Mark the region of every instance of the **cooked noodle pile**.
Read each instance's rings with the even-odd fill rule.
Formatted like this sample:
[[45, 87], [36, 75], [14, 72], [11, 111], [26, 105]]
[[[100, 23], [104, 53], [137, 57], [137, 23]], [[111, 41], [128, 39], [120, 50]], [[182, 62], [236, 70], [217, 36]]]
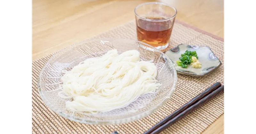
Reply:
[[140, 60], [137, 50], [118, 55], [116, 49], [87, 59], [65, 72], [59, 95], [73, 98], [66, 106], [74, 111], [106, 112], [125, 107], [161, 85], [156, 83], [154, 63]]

+ + + + + + +

What this task involves →
Rewrite the listing above in full, keeping its requests, and shift each polygon vertex coordinate in the reply by -39. Leave the pictures out.

Completed exercise →
Mark the region of every instance of the **cooked noodle pile**.
Read each instance's rings with the even-odd fill rule.
Formatted like this sample:
[[45, 87], [36, 75], [14, 72], [11, 111], [26, 105]]
[[[100, 23], [104, 53], [137, 57], [137, 23]], [[111, 41], [128, 39], [120, 50]], [[182, 62], [236, 70], [217, 36]]]
Reply:
[[101, 21], [98, 11], [79, 16], [77, 10], [48, 20], [26, 33], [20, 56], [34, 59], [27, 67], [35, 72], [67, 73], [86, 68], [122, 46], [117, 44], [115, 24]]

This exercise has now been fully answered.